To do: Nothing belongs in the answer except the lines of the material that include "whitish".

Given entries:

= = = = = = =

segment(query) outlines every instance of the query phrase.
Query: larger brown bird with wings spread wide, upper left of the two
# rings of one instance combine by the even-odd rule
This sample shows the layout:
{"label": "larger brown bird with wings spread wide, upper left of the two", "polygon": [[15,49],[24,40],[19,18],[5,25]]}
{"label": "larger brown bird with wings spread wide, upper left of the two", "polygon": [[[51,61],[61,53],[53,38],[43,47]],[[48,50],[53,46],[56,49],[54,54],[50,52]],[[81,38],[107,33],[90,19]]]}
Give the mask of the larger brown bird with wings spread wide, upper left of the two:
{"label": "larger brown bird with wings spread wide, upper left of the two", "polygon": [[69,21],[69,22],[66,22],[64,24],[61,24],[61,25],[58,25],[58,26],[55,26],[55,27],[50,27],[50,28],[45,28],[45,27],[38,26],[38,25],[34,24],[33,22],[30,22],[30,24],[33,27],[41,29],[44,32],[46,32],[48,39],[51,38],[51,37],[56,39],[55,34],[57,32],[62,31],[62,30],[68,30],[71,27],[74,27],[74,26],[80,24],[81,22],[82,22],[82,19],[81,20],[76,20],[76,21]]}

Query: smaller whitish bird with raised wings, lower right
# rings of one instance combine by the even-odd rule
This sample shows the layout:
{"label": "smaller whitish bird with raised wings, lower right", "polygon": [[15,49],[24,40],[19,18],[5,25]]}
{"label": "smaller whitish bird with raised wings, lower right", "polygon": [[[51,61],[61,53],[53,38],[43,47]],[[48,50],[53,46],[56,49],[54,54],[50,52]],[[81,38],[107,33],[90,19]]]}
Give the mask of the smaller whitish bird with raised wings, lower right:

= = = = = = =

Answer for the task:
Query: smaller whitish bird with raised wings, lower right
{"label": "smaller whitish bird with raised wings, lower right", "polygon": [[15,49],[24,40],[19,18],[5,25]]}
{"label": "smaller whitish bird with raised wings, lower right", "polygon": [[[51,61],[61,53],[53,38],[43,47]],[[48,50],[53,46],[56,49],[54,54],[50,52]],[[81,38],[107,33],[90,19]]]}
Give the mask of the smaller whitish bird with raised wings, lower right:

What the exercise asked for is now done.